START INPUT
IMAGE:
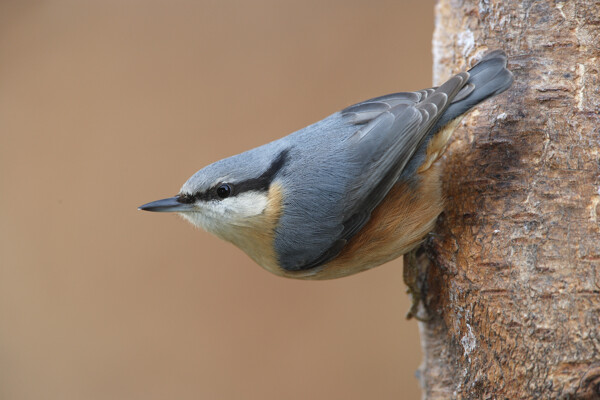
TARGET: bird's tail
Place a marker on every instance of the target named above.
(487, 78)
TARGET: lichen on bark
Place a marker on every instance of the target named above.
(513, 288)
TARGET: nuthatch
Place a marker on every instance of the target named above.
(345, 194)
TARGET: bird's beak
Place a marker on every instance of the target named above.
(167, 205)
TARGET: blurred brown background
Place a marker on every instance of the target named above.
(106, 105)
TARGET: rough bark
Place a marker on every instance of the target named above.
(513, 282)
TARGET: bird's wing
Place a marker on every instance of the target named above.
(389, 131)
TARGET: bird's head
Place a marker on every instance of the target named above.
(238, 199)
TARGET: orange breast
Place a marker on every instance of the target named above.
(397, 225)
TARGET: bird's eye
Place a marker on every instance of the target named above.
(224, 191)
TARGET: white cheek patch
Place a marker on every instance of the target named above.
(221, 216)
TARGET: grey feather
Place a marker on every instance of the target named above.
(342, 167)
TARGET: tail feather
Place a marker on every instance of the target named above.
(489, 77)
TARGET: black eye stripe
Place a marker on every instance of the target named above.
(262, 183)
(224, 190)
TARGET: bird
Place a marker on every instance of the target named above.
(345, 194)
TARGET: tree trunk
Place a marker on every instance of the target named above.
(513, 283)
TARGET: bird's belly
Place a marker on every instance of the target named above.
(397, 225)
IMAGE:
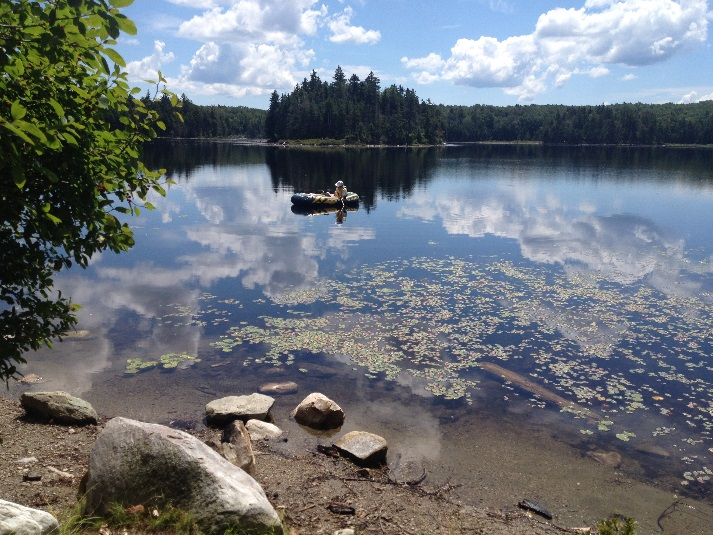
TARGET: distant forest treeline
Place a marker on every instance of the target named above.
(355, 111)
(207, 121)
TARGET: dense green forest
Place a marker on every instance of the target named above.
(358, 111)
(207, 121)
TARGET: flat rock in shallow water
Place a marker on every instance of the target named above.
(277, 389)
(362, 447)
(225, 410)
(318, 412)
(60, 407)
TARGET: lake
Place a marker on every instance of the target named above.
(520, 321)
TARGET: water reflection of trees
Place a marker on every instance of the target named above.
(394, 172)
(182, 157)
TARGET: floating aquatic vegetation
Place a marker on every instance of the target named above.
(167, 361)
(605, 348)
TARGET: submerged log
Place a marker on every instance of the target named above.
(539, 390)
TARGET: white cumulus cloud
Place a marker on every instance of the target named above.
(567, 42)
(343, 31)
(148, 67)
(245, 47)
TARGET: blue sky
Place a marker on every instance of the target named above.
(501, 52)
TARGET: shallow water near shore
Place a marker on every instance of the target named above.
(584, 272)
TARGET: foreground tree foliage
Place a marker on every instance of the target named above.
(70, 134)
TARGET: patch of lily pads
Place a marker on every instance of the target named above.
(169, 361)
(620, 350)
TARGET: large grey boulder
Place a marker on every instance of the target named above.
(363, 448)
(319, 412)
(139, 463)
(222, 411)
(60, 407)
(20, 520)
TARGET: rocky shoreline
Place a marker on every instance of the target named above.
(325, 491)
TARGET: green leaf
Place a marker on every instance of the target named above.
(115, 56)
(19, 133)
(17, 111)
(32, 130)
(126, 24)
(56, 220)
(56, 107)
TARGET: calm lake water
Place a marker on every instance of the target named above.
(499, 313)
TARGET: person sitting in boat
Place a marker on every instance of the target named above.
(341, 191)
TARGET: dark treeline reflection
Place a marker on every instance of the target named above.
(391, 172)
(394, 172)
(181, 157)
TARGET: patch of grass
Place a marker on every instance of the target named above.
(617, 526)
(144, 520)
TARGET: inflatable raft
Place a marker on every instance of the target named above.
(315, 200)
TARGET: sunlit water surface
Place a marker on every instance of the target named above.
(496, 312)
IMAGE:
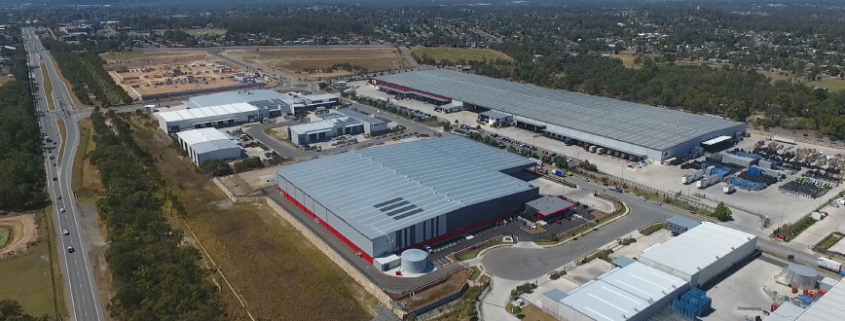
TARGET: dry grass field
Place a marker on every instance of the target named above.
(150, 74)
(277, 272)
(131, 59)
(455, 54)
(86, 182)
(295, 63)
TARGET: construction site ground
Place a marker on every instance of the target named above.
(745, 289)
(312, 64)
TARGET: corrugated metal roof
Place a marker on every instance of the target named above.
(199, 113)
(622, 293)
(425, 178)
(202, 135)
(683, 221)
(642, 125)
(233, 97)
(548, 205)
(698, 248)
(324, 125)
(360, 117)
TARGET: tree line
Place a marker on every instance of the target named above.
(22, 177)
(84, 70)
(155, 275)
(733, 93)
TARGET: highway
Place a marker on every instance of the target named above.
(526, 263)
(78, 277)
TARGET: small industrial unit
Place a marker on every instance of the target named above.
(207, 144)
(235, 108)
(382, 200)
(700, 254)
(678, 224)
(634, 292)
(324, 130)
(829, 307)
(627, 129)
(548, 206)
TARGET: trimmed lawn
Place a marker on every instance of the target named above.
END INPUT
*TASK REQUIREMENTS*:
Reproduce every line of all the records above verbatim, omitting the pictures.

*WRITTEN RESPONSE*:
IMAGE:
TARGET: bird's tail
Place a marker on every instance of the target named above.
(487, 78)
TARGET: lichen on bark
Place a marker on every instance of the target named above.
(513, 288)
TARGET: nuthatch
Place a marker on every instance of the target named above.
(345, 194)
TARGET: bird's beak
Place a marker on every instance of the target named above.
(167, 205)
TARGET: blurred brown background
Place a marker on every instance of the target named above.
(106, 105)
TARGET: rough bark
Place a marker on every instance of the target named above.
(513, 282)
TARGET: bird's wing
Place a marker on every instance of the target named above.
(389, 131)
TARGET: bird's head
Place a marker on every instance of the target named above.
(238, 199)
TARGET: orange breast
Place a marker on every instance of the target named above.
(397, 225)
TARGET: bird's eye
Place a marker on every instance of the target named above.
(224, 191)
TARGET: white cheek patch
Place a marker on every instance of the target named above.
(221, 216)
TARGET: grey feather
Place a marker on every instance of the target named above.
(342, 167)
TARGET: tail feather
Place a marker on every instance of the target named above.
(489, 77)
TARGET: black eye stripe
Place a marker on every instance of the target named above.
(262, 183)
(224, 190)
TARGET: bird
Place a marker on every instance of the target named above.
(345, 194)
TARGET: tree trunk
Place a marker on every instance of the target named above.
(513, 283)
TARGET: bird's belly
Place a marker on every instance of the target named above.
(397, 225)
IMAGE:
TARGET: distant forest treeline
Place a marker on every instance of the target named above.
(355, 111)
(207, 121)
TARGET: dense green forest
Place a marker on every instance of the target named above.
(358, 111)
(207, 121)
TARGET: flat rock in shallow water
Place a marker on every instance of the target named above.
(277, 389)
(362, 447)
(225, 410)
(318, 412)
(60, 407)
TARGET: lake
Place a marker on every instance of the target named above.
(520, 321)
TARGET: water reflection of trees
Place a marker on every instance of the target named above.
(394, 172)
(182, 157)
TARGET: floating aquatic vegetation
Place a marker on every instance of the target named above.
(167, 361)
(605, 348)
TARGET: submerged log
Place a marker on every instance of the target named above.
(539, 390)
TARGET: white cumulus cloud
Place a marker on every instance of the target named above.
(567, 42)
(343, 31)
(148, 67)
(245, 47)
TARGET: blue sky
Place a marker on every instance of the target named above.
(501, 52)
TARGET: shallow water near shore
Place a marker on every instance of the target named above.
(584, 272)
TARGET: foreground tree foliage
Place a marker on every instance of the target named above.
(70, 134)
TARGET: patch of lily pads
Place a marker on every instance of the target named above.
(169, 361)
(620, 350)
TARGET: large grey boulder
Place a marker on every instance of the target named above.
(363, 448)
(319, 412)
(139, 463)
(222, 411)
(60, 407)
(20, 520)
TARGET: rocky shoreline
Place a marker on every instance of the target named above.
(325, 491)
TARGET: green leaf
Place a marker on every instance of the target named above.
(115, 56)
(19, 133)
(17, 111)
(32, 130)
(126, 24)
(56, 220)
(56, 107)
TARGET: calm lake water
Place a marker on every instance of the target named above.
(499, 313)
TARGET: person sitting in boat
Place a marker on every instance of the target named above.
(341, 191)
TARGET: dark treeline reflection
Place a marker on every instance of the target named above.
(391, 172)
(394, 172)
(181, 157)
TARGET: patch of grass
Place a marker on every instance of the target named above.
(617, 526)
(144, 520)
TARGET: inflatable raft
Place a marker on every instance of the target named above.
(315, 200)
TARGET: sunlit water surface
Place a marker on every instance of the target named above.
(496, 312)
IMAGE:
TARGET: dry grass field
Place a marker on every instance of the target named above.
(150, 74)
(277, 272)
(131, 59)
(455, 54)
(86, 182)
(295, 63)
TARGET: construction site ground
Place a marker on every instance of the target named above.
(745, 289)
(312, 64)
TARGET: corrugated metal roof
Place a marker on every instance of the target named above.
(199, 113)
(622, 293)
(425, 178)
(202, 135)
(683, 221)
(642, 125)
(233, 97)
(548, 205)
(698, 248)
(324, 125)
(360, 117)
TARGET: tree line
Place a marker on every instance of the target named above.
(22, 177)
(84, 70)
(155, 275)
(733, 93)
TARGET: highway
Place a marker on every instance of the target named above.
(526, 263)
(78, 277)
TARGET: small industrial unit
Place a marker on every instance of the target named above.
(207, 144)
(235, 108)
(382, 200)
(700, 254)
(678, 224)
(634, 292)
(324, 130)
(829, 307)
(627, 129)
(548, 206)
TARGET: trimmed lawn
Place a marker on every instance of the target named above.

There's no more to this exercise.